## Task requirements
Count the lines in the records below that contain the string "ballot". Give only the number.

-------

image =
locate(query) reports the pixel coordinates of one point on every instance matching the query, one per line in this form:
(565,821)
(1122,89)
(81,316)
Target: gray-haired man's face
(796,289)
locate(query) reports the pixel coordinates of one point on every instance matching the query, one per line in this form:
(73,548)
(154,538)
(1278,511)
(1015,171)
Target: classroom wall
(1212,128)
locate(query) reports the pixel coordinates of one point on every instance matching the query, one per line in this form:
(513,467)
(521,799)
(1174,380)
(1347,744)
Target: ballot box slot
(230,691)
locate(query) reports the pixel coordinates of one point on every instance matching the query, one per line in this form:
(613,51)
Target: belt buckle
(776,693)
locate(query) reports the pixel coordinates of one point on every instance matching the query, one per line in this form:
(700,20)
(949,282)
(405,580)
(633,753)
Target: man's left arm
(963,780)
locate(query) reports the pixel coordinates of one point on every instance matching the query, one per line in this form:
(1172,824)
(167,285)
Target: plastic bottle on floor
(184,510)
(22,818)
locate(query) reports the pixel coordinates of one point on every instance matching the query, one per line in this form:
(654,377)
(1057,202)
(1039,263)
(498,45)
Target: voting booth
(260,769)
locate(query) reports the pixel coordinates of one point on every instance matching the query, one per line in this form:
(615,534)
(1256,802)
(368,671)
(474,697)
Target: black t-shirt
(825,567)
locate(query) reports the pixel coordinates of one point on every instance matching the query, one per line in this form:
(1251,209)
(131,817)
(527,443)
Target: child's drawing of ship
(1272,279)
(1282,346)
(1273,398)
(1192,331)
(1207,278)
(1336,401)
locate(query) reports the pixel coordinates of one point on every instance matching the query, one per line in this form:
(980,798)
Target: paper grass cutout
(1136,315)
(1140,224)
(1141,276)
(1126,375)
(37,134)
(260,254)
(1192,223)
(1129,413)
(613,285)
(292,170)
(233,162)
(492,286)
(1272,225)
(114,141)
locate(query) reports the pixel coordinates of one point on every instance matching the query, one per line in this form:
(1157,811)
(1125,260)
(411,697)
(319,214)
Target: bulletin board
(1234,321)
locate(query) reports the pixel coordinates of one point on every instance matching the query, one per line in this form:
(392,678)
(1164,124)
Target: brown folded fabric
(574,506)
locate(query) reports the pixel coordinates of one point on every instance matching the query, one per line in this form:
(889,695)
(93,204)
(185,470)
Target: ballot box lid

-------

## Answer to the task
2